-- Passage shown --
- Opening Delimiter -

This weekend had a bit of a different feel to it. It was the weekend after Saint Patrick’s Day – a time when, in normal years, Irish pubs across Sydney would still be buzzing, green decorations lingering, Guinness flowing, and plates of curry and chips being passed across sticky bar counters.
Instead, I was at home cooking.

I made a chicken curry, half-and-half style, with rice on one side and chips on the other, using McDonnells curry sauce. It’s a dish I’d had many times in Irish pubs over the years, especially around this time of March, so it felt right to try and recreate it myself.
I’d picked up the curry sauce from the British and Irish convenience store in Matraville – there’s also one in Randwick – one of those places that feels like a small cultural lifeline. Walking through the aisles, surrounded by familiar brands and packaging, felt oddly comforting, especially during a period when so much felt restricted or fragmented.
At that point in time, I was still locked out of pubs for not taking the COVID vaccine. Sydney was open again, but not universally. Saint Patrick’s Day had come and gone without the usual celebrations, and this meal was my way of marking it quietly, in my own space.

- Closing Delimiter -

-- Information provided --
- Opening Delimiter -

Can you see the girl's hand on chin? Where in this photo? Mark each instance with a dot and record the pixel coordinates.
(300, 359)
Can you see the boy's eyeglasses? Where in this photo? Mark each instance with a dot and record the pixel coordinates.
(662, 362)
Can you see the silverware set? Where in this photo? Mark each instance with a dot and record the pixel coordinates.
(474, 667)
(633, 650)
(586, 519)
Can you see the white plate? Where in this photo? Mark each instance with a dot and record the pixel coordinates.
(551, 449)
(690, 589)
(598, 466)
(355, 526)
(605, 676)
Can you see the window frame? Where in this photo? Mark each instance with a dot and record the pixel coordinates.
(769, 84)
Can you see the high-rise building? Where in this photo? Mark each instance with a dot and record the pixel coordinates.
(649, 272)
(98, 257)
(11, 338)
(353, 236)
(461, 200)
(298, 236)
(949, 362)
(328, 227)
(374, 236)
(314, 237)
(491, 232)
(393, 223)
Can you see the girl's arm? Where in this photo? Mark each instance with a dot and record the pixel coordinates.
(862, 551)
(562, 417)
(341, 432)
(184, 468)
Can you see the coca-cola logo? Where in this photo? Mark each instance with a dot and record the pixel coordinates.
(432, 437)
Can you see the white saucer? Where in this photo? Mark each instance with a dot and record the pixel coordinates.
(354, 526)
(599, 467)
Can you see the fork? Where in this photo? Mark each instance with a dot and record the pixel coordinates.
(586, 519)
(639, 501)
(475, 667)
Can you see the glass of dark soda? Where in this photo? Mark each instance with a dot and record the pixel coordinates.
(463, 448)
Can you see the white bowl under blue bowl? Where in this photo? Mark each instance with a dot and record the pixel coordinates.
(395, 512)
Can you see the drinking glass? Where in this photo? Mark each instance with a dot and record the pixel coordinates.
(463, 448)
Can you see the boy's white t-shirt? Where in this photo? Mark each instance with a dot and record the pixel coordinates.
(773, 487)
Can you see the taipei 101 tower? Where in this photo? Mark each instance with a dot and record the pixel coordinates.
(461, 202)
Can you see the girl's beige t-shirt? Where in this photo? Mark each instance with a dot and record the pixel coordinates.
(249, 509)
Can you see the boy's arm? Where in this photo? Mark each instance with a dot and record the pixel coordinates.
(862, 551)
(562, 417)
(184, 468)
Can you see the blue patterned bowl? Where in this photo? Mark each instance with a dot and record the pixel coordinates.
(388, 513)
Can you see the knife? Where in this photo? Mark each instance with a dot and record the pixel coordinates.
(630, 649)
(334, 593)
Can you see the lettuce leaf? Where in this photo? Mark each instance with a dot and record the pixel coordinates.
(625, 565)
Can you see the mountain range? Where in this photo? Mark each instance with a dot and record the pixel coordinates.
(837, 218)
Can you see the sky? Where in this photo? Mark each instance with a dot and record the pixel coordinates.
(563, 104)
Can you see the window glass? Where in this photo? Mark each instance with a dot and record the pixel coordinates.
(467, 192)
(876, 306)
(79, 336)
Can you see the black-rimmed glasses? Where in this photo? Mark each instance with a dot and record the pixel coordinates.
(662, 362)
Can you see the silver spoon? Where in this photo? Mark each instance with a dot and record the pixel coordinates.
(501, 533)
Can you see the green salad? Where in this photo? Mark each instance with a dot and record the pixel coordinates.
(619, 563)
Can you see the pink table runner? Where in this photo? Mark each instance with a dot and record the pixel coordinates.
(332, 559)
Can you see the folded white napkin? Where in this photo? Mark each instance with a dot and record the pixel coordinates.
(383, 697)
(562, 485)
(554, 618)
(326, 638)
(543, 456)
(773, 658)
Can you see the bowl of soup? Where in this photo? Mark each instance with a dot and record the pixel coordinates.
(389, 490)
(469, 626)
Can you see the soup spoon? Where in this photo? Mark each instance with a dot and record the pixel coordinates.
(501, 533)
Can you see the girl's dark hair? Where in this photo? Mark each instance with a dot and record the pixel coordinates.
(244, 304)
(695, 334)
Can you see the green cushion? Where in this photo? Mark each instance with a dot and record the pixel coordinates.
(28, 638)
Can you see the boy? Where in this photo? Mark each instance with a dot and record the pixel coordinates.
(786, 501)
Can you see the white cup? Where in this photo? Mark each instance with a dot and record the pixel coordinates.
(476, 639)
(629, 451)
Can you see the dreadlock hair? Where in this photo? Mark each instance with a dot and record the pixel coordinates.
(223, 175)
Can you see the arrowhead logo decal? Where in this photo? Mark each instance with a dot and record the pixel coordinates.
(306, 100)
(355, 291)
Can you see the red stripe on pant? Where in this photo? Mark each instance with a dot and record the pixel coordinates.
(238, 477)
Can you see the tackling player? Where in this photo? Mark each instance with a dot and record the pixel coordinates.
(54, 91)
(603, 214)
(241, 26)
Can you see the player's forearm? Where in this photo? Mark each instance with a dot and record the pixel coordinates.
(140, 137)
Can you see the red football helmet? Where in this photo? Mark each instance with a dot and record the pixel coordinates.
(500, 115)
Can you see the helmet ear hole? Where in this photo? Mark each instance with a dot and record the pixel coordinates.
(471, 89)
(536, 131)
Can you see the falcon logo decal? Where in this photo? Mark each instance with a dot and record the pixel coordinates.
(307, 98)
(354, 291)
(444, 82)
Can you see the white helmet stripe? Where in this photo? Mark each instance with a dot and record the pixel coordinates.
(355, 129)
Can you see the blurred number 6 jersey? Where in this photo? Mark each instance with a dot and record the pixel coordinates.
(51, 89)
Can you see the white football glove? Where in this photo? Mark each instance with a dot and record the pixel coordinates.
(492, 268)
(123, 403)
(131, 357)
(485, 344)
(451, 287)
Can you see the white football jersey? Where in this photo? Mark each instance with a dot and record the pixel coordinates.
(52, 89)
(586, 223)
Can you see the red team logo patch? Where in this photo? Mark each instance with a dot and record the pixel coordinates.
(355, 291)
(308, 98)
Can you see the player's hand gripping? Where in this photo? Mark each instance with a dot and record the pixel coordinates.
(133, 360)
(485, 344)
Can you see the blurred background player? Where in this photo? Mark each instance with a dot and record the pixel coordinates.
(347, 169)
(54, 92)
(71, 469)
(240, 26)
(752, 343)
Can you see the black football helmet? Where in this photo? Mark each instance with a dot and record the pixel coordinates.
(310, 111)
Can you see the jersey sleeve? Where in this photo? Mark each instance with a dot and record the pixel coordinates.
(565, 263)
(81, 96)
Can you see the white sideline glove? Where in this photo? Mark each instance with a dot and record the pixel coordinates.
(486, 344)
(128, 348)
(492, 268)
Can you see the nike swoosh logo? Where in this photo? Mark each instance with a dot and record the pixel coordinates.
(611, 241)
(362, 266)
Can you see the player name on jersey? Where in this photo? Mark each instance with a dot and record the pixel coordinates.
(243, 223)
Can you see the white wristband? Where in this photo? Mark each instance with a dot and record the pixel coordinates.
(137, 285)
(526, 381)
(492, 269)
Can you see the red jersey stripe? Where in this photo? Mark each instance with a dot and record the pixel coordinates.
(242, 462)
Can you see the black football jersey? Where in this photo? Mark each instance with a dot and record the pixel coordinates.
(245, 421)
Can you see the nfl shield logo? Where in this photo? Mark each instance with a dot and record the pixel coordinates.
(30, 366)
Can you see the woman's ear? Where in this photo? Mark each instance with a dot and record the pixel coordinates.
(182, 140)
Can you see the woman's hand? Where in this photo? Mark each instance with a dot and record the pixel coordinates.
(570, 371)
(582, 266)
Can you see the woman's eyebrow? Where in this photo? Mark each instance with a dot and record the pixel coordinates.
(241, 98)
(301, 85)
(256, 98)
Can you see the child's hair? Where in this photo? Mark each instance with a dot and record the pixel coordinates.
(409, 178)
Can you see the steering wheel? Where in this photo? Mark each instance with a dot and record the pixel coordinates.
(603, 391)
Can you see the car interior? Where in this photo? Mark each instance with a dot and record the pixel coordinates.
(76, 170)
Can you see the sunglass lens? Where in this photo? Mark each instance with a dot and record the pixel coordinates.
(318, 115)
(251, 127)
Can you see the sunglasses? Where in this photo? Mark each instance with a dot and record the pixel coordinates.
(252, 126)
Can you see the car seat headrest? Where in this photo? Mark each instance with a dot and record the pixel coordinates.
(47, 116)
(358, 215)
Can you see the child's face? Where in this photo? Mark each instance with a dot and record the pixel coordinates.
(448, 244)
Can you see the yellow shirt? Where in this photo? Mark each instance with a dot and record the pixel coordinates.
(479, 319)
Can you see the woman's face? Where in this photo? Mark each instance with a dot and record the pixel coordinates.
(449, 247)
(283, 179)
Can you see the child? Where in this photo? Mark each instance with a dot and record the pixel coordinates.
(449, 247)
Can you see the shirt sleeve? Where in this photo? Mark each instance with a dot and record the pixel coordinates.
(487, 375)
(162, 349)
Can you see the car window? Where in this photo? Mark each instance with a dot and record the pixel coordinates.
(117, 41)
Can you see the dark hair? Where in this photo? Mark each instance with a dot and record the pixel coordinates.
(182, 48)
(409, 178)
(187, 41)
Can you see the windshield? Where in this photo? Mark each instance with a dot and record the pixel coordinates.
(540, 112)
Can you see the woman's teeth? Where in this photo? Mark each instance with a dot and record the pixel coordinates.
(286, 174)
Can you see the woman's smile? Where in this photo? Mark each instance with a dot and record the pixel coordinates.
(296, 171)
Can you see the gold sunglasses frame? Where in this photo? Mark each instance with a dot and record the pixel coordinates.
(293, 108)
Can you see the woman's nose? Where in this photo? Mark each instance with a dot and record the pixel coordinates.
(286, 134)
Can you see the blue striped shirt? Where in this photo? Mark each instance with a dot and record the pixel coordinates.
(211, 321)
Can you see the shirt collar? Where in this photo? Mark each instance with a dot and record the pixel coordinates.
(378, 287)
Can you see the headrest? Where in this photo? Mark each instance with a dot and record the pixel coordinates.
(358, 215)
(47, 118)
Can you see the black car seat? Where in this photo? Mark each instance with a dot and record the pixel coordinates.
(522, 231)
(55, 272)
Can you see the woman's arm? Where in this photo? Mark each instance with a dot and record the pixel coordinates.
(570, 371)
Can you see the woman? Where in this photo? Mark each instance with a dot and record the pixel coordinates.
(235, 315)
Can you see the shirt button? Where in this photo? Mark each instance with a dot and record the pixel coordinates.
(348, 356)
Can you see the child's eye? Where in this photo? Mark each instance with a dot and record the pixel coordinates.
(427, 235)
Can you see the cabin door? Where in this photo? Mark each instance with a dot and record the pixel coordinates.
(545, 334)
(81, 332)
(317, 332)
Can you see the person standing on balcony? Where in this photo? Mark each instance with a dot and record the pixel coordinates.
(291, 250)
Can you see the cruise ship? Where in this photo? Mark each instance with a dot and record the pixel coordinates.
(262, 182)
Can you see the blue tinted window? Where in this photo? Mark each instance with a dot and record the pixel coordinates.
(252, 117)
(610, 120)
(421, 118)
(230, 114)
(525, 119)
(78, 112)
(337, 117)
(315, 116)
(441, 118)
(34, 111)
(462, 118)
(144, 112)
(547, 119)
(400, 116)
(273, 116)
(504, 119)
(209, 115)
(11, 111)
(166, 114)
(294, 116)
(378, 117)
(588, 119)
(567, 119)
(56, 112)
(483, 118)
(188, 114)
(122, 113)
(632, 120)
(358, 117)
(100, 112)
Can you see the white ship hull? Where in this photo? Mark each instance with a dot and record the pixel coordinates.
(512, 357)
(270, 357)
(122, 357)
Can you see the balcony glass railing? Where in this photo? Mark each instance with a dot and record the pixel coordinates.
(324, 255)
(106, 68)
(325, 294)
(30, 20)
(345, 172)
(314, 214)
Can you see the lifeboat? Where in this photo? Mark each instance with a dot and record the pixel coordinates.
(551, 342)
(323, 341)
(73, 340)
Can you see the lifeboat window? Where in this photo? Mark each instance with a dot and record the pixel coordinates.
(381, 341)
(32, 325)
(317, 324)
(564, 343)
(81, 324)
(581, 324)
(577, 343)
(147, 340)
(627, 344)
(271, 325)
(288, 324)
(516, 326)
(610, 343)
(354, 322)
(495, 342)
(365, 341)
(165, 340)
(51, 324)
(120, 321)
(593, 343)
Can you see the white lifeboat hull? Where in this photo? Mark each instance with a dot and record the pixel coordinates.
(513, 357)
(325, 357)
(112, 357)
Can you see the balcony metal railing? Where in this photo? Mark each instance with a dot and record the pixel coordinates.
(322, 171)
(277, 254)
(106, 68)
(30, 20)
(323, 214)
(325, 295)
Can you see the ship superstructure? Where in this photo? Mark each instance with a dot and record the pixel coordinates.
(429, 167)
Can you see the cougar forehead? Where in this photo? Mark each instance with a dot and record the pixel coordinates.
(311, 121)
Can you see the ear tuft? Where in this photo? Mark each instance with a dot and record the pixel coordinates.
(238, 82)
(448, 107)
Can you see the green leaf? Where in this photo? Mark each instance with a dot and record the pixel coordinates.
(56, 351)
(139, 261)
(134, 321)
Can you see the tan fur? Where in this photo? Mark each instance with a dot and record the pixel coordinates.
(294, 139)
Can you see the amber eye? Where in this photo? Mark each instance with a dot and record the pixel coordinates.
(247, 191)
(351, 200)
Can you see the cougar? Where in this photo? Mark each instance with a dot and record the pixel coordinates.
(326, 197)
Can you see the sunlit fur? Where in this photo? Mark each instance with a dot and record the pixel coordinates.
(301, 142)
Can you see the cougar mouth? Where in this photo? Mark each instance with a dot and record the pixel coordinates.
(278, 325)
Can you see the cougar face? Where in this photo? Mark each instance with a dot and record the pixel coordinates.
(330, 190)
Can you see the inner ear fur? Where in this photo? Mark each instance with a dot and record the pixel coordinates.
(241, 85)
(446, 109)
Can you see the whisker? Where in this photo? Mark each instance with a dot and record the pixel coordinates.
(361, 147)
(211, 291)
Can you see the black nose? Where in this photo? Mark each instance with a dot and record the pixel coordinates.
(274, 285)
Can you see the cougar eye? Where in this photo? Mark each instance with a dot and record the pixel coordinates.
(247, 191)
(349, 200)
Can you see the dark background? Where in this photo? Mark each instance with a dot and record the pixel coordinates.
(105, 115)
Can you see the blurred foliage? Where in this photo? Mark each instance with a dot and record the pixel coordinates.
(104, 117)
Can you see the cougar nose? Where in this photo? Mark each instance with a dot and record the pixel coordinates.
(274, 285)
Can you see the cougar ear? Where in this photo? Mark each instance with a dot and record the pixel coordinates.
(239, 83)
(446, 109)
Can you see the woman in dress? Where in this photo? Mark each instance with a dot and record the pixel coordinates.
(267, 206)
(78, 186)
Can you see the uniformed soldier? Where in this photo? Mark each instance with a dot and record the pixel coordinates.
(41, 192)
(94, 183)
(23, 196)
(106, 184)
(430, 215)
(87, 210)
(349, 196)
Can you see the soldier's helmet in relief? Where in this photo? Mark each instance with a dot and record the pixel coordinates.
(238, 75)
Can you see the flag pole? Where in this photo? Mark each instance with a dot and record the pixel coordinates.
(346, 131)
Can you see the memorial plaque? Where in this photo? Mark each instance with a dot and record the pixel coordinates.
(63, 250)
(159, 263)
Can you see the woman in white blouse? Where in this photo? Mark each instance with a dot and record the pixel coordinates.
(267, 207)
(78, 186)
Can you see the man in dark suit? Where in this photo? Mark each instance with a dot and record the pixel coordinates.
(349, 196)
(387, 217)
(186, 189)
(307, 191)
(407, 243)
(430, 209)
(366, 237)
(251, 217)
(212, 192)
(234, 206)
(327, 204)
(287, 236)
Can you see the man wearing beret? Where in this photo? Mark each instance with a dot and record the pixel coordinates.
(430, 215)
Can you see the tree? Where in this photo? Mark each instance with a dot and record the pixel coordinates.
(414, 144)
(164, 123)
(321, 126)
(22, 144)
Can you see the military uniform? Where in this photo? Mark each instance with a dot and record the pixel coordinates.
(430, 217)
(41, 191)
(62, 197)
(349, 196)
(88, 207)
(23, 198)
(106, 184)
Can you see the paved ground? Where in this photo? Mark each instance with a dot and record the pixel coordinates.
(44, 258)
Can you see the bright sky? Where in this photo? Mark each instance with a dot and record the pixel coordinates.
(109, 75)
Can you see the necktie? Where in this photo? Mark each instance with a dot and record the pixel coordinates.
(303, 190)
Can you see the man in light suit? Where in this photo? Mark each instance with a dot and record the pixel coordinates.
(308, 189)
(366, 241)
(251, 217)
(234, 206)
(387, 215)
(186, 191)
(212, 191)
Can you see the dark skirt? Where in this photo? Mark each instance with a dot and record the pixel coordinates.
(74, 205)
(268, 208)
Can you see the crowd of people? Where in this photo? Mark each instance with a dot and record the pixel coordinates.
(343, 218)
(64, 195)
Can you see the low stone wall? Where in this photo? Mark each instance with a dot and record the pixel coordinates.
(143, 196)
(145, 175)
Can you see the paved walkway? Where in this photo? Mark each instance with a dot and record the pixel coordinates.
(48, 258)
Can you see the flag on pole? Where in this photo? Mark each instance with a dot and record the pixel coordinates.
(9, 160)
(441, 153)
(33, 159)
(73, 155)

- Closing Delimiter -

-- Questions --
(a) According to the post, where did the writer buy the curry sauce?
(b) Decide whether each statement below agrees with the post. Answer yes or no for each one and quote the words of the post that settle it.
(i) The curry was served with rice on one side and chips on the other.
(ii) At the time, the writer was free to go into pubs.
(iii) The curry sauce used was McDonnells.
(c) Print the part of the post starting with "This weekend had" and going on through "recreate it myself.".

-- Answer list --
(a) The writer bought it at the British and Irish convenience store in Matraville.

(b)
(i) Yes: "with rice on one side and chips on the other"
(ii) No: "I was still locked out of pubs for not taking the COVID vaccine"
(iii) Yes: "using McDonnells curry sauce"

(c)
This weekend had a bit of a different feel to it. It was the weekend after Saint Patrick’s Day – a time when, in normal years, Irish pubs across Sydney would still be buzzing, green decorations lingering, Guinness flowing, and plates of curry and chips being passed across sticky bar counters.
Instead, I was at home cooking.

I made a chicken curry, half-and-half style, with rice on one side and chips on the other, using McDonnells curry sauce. It’s a dish I’d had many times in Irish pubs over the years, especially around this time of March, so it felt right to try and recreate it myself.